*TEXTE SOURCE:*
————————

« Imaginez que vous vous appelez Christian Jeaumont, que vous habitez à Paris dans ce que l’on appelle ‘‘les beaux quartiers’’ pas très loin de la cathédrale de Notre-Dame. Imaginez toujours que vous êtes un passionné d’histoire et vous vous intéressez en particulier à l’histoire de France. Vous apprenez que non loin de chez vous, il existe un tombeau royal où sont enterrés des personnages illustres qui, il y a deux mille ans, ont marqué l’histoire de France. Vous décidez de vous rendre sur place pour visiter les lieux. Mais à votre grande stupeur, le lieu est entouré d’un haut mur et d’une barrière qui en empêche l’accès. Au-dessus du monument flotte le drapeau de l’Etat d’Israël. Sur le portail une inscription : Tombeau des rois – Etat d’Israël. Vous apprenez que le monument est fermé au public en raison de travaux depuis… plus de dix ans. Mais bon fermé au public oui et non car on y organise de temps en temps des festivals de musique ; enfin pas pour vous…. Ah j’oubliais : on vous informe que les sarcophages ont été extraits du tombeau, de façon malhonnête, on a caché leur appartenance à l’histoire de France pour les envoyer au musée d’Israël. Intolérable me diriez-vous ; impossible c’est de la fiction. Je vous rassure, vous avez raison ! Pourtant cette situation existe, mais ne vous inquiétez pas monsieur Jeaumont, pas à Paris pas dans la tombe d’un roi de France ou d’un duc de Bourgogne, mais à Jérusalem . Le monument s’appelle le tombeau des rois ».
C’est ainsi que Haïm Berkovits ouvre les conférences qu’il donne sur l’un des lieux où les Juifs ont le plus prié et qui, aujourd’hui, est fermé et sous autorité française. Mandaté par le Consistoire de France pour traiter de ce sujet sensible auprès des autorités françaises et faire le lien avec Israël, Haïm Berkovits travaille dessus depuis des années. Il a même écrit un roman, inspiré de toutes ses recherches et péripéties: « Le Tombeau des Rois » (Editions Persée). Il nous explique l’histoire de ce lieu, ses mystères et les luttes diplomatiques qui y sont liées.

————————

Enregistrements:
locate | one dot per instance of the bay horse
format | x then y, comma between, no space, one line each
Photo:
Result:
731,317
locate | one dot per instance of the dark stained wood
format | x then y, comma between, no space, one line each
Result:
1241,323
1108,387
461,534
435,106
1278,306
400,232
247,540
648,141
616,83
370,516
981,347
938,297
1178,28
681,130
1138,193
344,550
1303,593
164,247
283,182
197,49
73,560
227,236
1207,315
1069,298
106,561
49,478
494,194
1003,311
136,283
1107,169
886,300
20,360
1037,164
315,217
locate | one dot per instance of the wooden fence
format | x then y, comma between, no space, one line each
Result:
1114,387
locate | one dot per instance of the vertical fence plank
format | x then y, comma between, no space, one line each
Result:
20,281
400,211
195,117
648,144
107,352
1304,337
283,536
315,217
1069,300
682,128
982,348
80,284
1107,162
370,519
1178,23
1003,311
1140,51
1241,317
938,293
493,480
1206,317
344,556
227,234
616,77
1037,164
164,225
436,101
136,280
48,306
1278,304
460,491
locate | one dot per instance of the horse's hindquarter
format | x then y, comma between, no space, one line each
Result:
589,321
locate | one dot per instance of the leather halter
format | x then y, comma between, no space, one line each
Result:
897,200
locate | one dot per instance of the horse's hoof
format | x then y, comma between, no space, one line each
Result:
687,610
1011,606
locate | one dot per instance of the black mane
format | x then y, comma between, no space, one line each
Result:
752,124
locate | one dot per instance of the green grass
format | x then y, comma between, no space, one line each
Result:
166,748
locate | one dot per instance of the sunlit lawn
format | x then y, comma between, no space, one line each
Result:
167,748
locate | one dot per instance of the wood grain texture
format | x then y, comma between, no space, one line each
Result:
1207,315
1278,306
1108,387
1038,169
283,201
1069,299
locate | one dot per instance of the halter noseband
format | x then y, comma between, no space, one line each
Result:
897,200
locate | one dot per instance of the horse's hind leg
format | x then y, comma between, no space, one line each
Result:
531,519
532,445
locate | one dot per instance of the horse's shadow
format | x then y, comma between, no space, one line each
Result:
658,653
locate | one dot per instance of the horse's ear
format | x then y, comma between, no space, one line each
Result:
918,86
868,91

————————

*CONSIGNE:* Recopiez le passage du texte sur le Tombeau des Rois qui va de « C’est ainsi que » jusqu'à « y sont liées. » inclus.

*CORRIGÉ:*
C’est ainsi que Haïm Berkovits ouvre les conférences qu’il donne sur l’un des lieux où les Juifs ont le plus prié et qui, aujourd’hui, est fermé et sous autorité française. Mandaté par le Consistoire de France pour traiter de ce sujet sensible auprès des autorités françaises et faire le lien avec Israël, Haïm Berkovits travaille dessus depuis des années. Il a même écrit un roman, inspiré de toutes ses recherches et péripéties: « Le Tombeau des Rois » (Editions Persée). Il nous explique l’histoire de ce lieu, ses mystères et les luttes diplomatiques qui y sont liées.